┏━━
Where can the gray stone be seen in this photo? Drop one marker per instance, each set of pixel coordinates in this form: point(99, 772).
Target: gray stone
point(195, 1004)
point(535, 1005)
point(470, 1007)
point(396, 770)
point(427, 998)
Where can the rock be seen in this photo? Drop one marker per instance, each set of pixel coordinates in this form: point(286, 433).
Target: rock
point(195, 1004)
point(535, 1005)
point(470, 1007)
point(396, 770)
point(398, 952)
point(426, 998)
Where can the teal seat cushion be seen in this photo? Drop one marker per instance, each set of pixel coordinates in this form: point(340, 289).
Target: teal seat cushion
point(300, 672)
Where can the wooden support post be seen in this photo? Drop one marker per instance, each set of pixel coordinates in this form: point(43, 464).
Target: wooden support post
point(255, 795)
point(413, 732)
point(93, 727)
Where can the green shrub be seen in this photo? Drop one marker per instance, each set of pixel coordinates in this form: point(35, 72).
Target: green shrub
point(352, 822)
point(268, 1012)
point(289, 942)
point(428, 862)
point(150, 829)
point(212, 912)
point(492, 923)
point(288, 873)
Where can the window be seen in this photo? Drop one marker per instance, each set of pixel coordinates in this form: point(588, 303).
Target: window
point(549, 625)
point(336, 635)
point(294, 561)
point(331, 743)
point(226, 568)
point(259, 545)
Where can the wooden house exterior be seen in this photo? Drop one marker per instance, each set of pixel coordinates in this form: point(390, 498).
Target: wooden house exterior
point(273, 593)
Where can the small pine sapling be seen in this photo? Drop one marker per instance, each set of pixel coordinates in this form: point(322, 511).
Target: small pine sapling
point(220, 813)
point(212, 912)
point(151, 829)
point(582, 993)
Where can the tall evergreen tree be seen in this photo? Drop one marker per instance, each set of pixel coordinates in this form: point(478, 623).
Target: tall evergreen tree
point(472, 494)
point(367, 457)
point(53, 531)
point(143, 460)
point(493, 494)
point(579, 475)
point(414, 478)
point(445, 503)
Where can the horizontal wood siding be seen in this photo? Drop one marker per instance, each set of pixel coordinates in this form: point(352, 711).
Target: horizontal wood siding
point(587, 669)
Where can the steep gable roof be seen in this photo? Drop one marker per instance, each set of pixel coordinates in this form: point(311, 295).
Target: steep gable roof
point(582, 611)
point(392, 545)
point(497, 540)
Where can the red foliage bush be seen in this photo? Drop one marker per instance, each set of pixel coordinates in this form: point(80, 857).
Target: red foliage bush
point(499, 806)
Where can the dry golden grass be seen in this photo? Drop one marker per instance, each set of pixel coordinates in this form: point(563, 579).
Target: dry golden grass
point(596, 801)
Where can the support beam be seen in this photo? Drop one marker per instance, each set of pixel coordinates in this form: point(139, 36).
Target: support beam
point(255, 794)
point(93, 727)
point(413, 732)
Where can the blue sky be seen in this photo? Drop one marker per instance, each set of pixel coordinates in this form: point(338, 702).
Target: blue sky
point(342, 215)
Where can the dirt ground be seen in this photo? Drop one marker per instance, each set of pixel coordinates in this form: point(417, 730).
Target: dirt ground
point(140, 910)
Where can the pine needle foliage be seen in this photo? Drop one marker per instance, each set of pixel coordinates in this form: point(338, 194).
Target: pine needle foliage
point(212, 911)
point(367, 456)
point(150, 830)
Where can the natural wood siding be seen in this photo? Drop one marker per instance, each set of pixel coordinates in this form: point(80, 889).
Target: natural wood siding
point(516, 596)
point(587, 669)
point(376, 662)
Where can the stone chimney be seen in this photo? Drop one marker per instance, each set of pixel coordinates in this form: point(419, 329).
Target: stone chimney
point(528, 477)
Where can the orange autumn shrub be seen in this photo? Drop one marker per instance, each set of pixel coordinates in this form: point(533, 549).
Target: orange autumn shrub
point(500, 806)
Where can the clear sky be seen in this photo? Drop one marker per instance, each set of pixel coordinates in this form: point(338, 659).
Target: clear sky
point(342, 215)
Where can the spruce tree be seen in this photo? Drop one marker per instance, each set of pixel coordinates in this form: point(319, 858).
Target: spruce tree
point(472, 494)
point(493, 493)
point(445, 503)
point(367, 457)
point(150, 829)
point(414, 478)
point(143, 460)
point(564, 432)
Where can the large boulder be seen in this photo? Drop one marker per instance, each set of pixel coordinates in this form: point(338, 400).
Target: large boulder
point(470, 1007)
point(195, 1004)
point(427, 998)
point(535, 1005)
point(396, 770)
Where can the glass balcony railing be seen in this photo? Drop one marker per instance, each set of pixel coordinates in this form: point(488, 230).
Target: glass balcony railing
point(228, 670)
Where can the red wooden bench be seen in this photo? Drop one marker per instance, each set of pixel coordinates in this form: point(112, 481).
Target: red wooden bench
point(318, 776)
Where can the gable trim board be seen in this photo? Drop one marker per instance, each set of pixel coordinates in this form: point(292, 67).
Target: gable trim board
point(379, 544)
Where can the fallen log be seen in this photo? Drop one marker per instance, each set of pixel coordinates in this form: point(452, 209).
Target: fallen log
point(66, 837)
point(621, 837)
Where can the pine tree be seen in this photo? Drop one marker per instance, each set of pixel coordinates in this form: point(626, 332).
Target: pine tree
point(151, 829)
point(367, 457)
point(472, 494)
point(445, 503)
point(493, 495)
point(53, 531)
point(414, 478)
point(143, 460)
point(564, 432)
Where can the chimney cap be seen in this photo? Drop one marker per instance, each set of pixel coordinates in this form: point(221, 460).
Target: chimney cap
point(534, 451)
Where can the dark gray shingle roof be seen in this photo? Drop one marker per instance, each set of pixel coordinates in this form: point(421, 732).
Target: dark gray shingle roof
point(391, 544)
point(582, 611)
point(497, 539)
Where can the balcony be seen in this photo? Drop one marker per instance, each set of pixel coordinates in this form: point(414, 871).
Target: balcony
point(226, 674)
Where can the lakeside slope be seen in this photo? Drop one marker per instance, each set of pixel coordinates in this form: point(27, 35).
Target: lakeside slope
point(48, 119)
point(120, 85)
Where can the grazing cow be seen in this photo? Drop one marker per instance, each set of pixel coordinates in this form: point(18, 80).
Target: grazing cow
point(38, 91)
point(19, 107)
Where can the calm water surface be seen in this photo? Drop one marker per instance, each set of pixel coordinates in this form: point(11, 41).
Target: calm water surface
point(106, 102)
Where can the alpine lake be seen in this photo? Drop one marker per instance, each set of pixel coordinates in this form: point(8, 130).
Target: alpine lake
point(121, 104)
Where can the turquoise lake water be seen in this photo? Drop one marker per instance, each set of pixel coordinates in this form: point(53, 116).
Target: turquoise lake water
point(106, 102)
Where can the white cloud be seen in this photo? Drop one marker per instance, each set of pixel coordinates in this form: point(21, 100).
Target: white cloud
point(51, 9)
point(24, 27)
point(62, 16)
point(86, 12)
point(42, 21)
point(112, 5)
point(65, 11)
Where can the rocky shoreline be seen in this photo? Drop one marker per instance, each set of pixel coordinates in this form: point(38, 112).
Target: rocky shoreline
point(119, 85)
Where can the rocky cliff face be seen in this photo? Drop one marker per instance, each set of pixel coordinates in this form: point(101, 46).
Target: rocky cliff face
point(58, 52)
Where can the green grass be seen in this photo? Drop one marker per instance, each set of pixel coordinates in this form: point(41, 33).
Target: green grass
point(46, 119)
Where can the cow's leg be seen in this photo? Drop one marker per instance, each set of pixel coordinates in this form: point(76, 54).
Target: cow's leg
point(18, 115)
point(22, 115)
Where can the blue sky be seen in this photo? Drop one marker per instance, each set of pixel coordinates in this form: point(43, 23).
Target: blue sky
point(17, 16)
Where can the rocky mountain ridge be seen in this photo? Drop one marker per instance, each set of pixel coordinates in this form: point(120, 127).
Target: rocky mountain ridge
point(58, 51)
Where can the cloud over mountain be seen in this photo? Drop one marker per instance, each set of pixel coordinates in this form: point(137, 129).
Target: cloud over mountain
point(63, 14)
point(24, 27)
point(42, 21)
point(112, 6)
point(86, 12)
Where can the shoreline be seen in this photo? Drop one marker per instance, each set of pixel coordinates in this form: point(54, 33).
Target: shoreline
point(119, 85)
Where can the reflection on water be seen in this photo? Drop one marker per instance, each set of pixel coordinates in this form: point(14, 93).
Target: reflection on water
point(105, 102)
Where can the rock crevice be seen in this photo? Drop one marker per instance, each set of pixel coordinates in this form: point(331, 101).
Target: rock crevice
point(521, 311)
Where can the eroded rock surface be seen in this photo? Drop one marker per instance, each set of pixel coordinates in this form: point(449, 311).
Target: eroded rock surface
┗━━
> [WORK INSTRUCTIONS]:
Can you convert the data above into a Markdown table with the columns Row and Line? Start with the line containing "Where can the rocky shoreline" and go on through the line containing "point(105, 102)". Give each non-blank line its own numbered row.

> [RESULT OF THIS TASK]:
| Row | Line |
|---|---|
| 1 | Where can the rocky shoreline be seen in this photo? Drop one marker per instance, each set of pixel coordinates in this form: point(38, 112). |
| 2 | Target: rocky shoreline |
| 3 | point(119, 85) |
| 4 | Where can the rocky cliff face be seen in this photo? Drop one marker per instance, each set of pixel coordinates in this form: point(101, 46). |
| 5 | Target: rocky cliff face |
| 6 | point(58, 52) |
| 7 | Where can the green grass be seen in this photo? Drop one marker per instance, each set of pixel coordinates in this form: point(41, 33). |
| 8 | Target: green grass |
| 9 | point(46, 119) |
| 10 | Where can the cow's leg be seen in this photo? Drop one marker per instance, each set of pixel coordinates in this form: point(76, 54). |
| 11 | Target: cow's leg |
| 12 | point(18, 115) |
| 13 | point(22, 115) |
| 14 | Where can the blue sky be seen in this photo? Drop one marker per instance, each set of pixel coordinates in this form: point(43, 23). |
| 15 | Target: blue sky |
| 16 | point(17, 16) |
| 17 | Where can the rocky mountain ridge be seen in this photo? Drop one marker per instance, each set of pixel coordinates in this form: point(120, 127). |
| 18 | Target: rocky mountain ridge |
| 19 | point(58, 51) |
| 20 | Where can the cloud over mountain be seen in this photo? Drop one marker per instance, each set of pixel coordinates in this form: point(137, 129). |
| 21 | Target: cloud over mountain |
| 22 | point(63, 14) |
| 23 | point(24, 27) |
| 24 | point(42, 21) |
| 25 | point(112, 6) |
| 26 | point(86, 12) |
| 27 | Where can the shoreline be seen in this photo? Drop one marker per instance, each set of pixel coordinates in this form: point(54, 33). |
| 28 | Target: shoreline |
| 29 | point(119, 85) |
| 30 | Where can the reflection on water be seen in this photo? Drop one marker per instance, each set of pixel coordinates in this form: point(14, 93). |
| 31 | Target: reflection on water |
| 32 | point(105, 102) |